• _Assigned task_: Write the next part of the report on how religious communities in Haiti fared in the earthquake, picking up after its last sentence.

The Marist Brothers report that since their works are far from Port-au-Prince, they withstood the earthquake without any serious damage.
Two seminarians of the Oblates of St. Francis de Sales were killed; five others were seriously injured but expected to recover. Two of the community’s three houses were completely destroyed. The community’s three priests and seminarians are living out in the open.
The 11 Sisters of Providence serving in Haiti survived the earthquake, although their homes were damaged. The sisters are sleeping in the street but continue to serve the poor by caring for the injured in a make-shift clinic set up on the grounds of a demolished church. Meanwhile the international congregation of the Sisters of Providence has launched a fundraising campaign to help Haiti rebuild and has pledged that its sisters will remain for the long term.
Sister Odlinè Morcy, S.S.A. of the Sisters of St. Anne was killed and another sister was injured. The community also lost a dispensary, a school and two residences.
The Society of the Sacred Heart reports that the three R.S.C.J. sisters based in Port-au-Prince are safe, but their house was destroyed. They express gratitude to the Daughters of Mary who extended hospitality to Sister Josefa Corrada, R.S.C.J. after she escaped a building. The R.S.C.J.s will move to Verrettes, Haiti where the community offers educational programs.

Region pointing data:

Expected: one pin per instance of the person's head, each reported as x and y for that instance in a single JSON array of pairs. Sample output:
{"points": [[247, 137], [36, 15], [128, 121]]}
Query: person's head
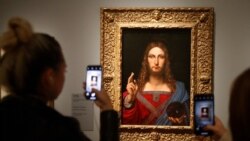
{"points": [[33, 63], [239, 107], [156, 62]]}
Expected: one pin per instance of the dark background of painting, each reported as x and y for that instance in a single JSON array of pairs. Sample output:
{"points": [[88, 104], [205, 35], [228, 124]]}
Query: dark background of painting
{"points": [[178, 40]]}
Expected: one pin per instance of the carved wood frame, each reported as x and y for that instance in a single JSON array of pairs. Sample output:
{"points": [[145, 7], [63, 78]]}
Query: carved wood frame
{"points": [[201, 22]]}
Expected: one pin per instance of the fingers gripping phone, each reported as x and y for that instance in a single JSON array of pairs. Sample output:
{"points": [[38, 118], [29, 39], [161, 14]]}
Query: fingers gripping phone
{"points": [[93, 80], [203, 113]]}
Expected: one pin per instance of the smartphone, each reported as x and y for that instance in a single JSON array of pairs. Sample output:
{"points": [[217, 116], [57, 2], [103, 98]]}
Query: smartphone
{"points": [[203, 113], [93, 80]]}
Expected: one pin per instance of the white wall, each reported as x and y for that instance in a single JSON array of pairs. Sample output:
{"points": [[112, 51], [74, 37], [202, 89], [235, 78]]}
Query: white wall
{"points": [[76, 25]]}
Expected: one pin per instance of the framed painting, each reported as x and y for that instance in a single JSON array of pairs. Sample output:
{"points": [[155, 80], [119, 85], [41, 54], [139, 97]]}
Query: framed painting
{"points": [[187, 35]]}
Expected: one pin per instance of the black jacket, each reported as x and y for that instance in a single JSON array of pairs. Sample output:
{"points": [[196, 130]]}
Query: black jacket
{"points": [[29, 119]]}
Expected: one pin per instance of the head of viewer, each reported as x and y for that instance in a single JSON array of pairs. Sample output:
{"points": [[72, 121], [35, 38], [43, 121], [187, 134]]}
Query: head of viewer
{"points": [[32, 64]]}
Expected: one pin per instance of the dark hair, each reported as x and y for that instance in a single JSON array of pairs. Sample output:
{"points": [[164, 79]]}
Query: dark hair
{"points": [[144, 72], [26, 56], [239, 107]]}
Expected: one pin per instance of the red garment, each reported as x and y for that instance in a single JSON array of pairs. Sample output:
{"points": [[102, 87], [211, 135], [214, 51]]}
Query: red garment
{"points": [[147, 114]]}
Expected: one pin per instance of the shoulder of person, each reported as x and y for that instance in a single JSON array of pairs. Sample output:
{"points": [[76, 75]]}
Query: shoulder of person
{"points": [[179, 84]]}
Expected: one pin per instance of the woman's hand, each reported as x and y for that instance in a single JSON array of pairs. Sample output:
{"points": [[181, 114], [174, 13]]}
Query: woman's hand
{"points": [[132, 88], [102, 99]]}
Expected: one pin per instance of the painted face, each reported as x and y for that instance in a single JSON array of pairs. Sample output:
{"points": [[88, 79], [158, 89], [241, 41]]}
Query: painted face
{"points": [[156, 59]]}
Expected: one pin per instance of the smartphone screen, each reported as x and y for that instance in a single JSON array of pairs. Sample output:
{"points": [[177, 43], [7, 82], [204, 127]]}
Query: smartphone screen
{"points": [[203, 113], [93, 80]]}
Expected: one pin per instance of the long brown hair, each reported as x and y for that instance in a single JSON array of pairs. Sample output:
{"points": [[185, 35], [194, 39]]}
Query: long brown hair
{"points": [[26, 56], [144, 72], [239, 107]]}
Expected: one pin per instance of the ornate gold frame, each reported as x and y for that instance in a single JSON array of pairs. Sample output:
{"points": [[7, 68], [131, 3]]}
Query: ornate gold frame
{"points": [[201, 23]]}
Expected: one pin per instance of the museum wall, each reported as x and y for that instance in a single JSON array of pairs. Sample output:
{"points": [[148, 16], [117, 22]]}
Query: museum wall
{"points": [[76, 25]]}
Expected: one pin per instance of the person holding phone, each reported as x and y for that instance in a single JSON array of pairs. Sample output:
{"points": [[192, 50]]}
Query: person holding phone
{"points": [[32, 71], [239, 115], [146, 99]]}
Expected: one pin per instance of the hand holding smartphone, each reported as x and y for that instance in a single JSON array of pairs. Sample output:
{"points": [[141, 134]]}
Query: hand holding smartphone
{"points": [[203, 113], [93, 80]]}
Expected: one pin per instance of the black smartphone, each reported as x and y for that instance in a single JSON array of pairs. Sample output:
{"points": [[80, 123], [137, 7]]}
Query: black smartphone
{"points": [[93, 80], [203, 113]]}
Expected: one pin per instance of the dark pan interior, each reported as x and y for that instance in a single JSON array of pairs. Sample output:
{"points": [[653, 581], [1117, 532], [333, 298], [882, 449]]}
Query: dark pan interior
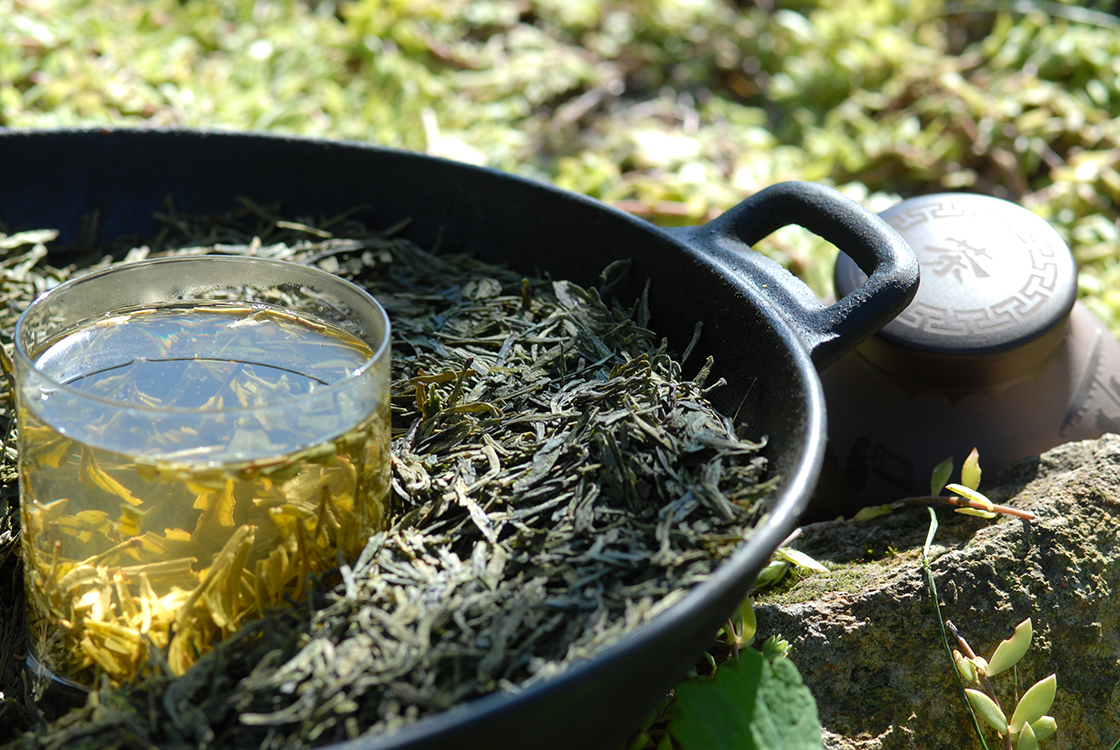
{"points": [[52, 179]]}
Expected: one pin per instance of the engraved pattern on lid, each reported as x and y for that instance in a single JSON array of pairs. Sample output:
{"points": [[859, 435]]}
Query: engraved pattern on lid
{"points": [[994, 274]]}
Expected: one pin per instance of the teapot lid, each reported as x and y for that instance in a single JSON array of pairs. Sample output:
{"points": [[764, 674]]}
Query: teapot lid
{"points": [[995, 275]]}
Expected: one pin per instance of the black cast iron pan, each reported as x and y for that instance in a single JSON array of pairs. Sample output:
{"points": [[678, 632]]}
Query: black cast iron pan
{"points": [[767, 333]]}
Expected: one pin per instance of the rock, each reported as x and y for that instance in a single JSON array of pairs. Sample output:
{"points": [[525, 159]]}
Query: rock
{"points": [[866, 638]]}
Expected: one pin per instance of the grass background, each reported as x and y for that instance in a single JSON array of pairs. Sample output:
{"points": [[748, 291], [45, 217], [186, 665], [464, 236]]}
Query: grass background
{"points": [[672, 109]]}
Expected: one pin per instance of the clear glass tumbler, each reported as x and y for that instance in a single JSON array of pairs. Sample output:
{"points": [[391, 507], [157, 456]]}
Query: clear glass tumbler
{"points": [[196, 437]]}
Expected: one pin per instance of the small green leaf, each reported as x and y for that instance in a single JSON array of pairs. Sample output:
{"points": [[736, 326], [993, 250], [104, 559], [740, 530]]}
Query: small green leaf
{"points": [[940, 476], [970, 494], [1027, 739], [800, 559], [966, 666], [1009, 652], [976, 512], [1044, 728], [1034, 703], [987, 710], [970, 472], [774, 572], [749, 704], [873, 512]]}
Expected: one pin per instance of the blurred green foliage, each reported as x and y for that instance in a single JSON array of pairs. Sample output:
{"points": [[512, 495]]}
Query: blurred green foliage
{"points": [[671, 109]]}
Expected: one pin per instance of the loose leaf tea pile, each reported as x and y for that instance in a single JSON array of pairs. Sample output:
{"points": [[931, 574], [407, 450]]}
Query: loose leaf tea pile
{"points": [[557, 481]]}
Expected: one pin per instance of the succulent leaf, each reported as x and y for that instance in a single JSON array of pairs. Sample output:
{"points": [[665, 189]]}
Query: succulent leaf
{"points": [[970, 472], [1009, 652], [1034, 703], [987, 710]]}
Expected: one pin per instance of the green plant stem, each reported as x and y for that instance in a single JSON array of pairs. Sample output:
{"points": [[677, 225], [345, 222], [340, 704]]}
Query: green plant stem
{"points": [[963, 503], [983, 678], [941, 625]]}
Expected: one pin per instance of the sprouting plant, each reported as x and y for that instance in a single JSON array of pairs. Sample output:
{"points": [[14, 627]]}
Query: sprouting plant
{"points": [[786, 559], [1029, 722], [966, 496]]}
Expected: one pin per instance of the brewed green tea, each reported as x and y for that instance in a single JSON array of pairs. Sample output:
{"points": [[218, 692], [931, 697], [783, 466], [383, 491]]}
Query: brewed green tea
{"points": [[156, 527]]}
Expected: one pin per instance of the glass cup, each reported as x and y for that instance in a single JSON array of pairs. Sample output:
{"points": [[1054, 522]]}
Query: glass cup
{"points": [[196, 437]]}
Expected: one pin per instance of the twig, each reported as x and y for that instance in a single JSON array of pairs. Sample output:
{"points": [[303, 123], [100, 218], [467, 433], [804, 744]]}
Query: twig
{"points": [[962, 503]]}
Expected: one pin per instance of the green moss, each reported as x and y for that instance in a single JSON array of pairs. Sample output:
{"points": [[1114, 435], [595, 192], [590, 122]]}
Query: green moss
{"points": [[841, 579]]}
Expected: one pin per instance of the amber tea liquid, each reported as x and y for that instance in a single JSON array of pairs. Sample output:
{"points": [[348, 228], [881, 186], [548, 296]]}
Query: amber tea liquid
{"points": [[198, 462]]}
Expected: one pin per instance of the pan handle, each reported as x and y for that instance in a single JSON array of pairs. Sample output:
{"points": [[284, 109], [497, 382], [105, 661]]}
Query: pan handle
{"points": [[828, 331]]}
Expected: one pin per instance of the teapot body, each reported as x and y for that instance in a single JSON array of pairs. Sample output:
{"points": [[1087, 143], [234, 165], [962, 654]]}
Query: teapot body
{"points": [[994, 353], [886, 434]]}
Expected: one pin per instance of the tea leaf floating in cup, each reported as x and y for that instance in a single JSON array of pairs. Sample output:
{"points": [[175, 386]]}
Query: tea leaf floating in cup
{"points": [[556, 483]]}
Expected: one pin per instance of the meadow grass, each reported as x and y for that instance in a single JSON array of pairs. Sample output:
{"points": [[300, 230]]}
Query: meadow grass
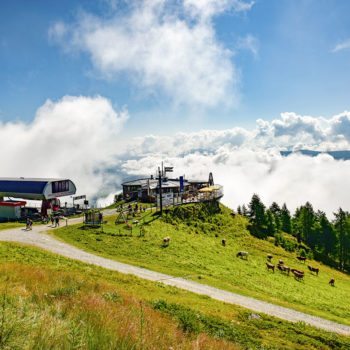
{"points": [[9, 225], [50, 302], [196, 251]]}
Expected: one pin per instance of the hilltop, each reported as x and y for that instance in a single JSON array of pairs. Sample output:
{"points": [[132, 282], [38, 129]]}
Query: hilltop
{"points": [[196, 251]]}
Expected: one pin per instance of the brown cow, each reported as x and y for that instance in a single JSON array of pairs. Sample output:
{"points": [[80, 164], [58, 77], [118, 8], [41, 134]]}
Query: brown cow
{"points": [[166, 241], [283, 268], [298, 275], [313, 269], [270, 267], [242, 255]]}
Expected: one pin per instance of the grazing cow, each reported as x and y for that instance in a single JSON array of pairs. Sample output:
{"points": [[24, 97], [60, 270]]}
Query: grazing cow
{"points": [[242, 255], [283, 268], [301, 258], [270, 267], [298, 275], [313, 269], [166, 241]]}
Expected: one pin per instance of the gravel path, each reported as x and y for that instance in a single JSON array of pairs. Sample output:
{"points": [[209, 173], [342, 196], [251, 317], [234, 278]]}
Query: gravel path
{"points": [[37, 237]]}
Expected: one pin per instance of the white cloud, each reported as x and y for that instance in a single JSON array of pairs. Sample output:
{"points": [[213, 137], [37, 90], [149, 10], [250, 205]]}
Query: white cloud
{"points": [[169, 47], [345, 45], [296, 179], [249, 161], [75, 137], [208, 8]]}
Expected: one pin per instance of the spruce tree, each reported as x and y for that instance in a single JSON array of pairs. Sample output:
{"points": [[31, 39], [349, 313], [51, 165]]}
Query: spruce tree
{"points": [[286, 222], [257, 217], [342, 226]]}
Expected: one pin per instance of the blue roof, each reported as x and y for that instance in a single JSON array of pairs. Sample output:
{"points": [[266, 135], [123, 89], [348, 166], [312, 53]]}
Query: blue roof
{"points": [[36, 187]]}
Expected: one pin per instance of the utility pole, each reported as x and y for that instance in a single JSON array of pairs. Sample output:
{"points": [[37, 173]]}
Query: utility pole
{"points": [[160, 190]]}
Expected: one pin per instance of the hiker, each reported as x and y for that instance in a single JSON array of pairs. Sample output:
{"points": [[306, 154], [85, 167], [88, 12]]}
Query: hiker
{"points": [[27, 224]]}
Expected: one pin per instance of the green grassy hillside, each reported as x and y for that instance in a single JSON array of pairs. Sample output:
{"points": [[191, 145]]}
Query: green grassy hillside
{"points": [[50, 302], [196, 251]]}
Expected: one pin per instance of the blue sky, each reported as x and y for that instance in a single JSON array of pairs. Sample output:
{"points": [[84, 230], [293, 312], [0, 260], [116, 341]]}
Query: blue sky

• _Written reply_:
At least five employees at the Viatorians’ principal building, Villa Manrèse, were killed when the building was destroyed. One Viatorian, Jean-Michelin Cadet, injured his leg when the Viatorian community house and parish church in Grand Goâve were destroyed. Several Viatorians have opted not to take refuge in the community’s intact house in Cazeau neighborhood near the airport but to remain in Grand Goâve and Villa Manrèse, ministering to the people as best they can. The Superior General of the Viatorians has launched an international fundraising campaign to help rebuild and continue its mission in Haiti.
The two Xaverian Brothers who run the Maison Fortuné Orphanage in Hinche, Haiti are safe. They are moving forward with plans to take in children from Port-au-Prince orphanages that have been destroyed. The Xavierian Brothers also sponsor Sant Zveryen, a house for young men attending college in Port-au-Prince. The house was damaged, but all nine student-residents survived.
The Sisters of Charity of St. Hyacinthe, Canada lost their convent and school in Haiti, but their 21 sisters are safe and living with other congregations.
The Missionaries of St. Jacques lost Port-au-Prince Archbishop Serge Miot.
The Montfort Missionaries lost nine seminarians and one priest.
The Congregation of Daughters of Wisdom lost three sisters. Three others are still trapped under the rubble.
Oblates of Mary Immaculate in Haiti have about 130 members. One seminarian was killed.
The Congregation of the Holy Ghost lost one seminarian.
The Christian Brothers (with 15 working in Haiti) reported no deaths or injuries. There was slight damage to its novitiate, which has been converted into a shelter for nuns who were left homeless.
None of the 41 Redemptorist fathers or brothers was killed; only one was wounded. However damage to their property estimated at $2 million.
The seven Dominican men religious also escaped unharmed. The Dominican Sisters of Charity of the Presentation of the Blessed Virgin sustained one injured sister; one of their two homes was completely destroyed. One of the children of their school was killed.
The 49 Sisters of the Immaculate Conception of the Blessed Virgin Mary all survived.
The five Camillian seminarians escaped unharmed.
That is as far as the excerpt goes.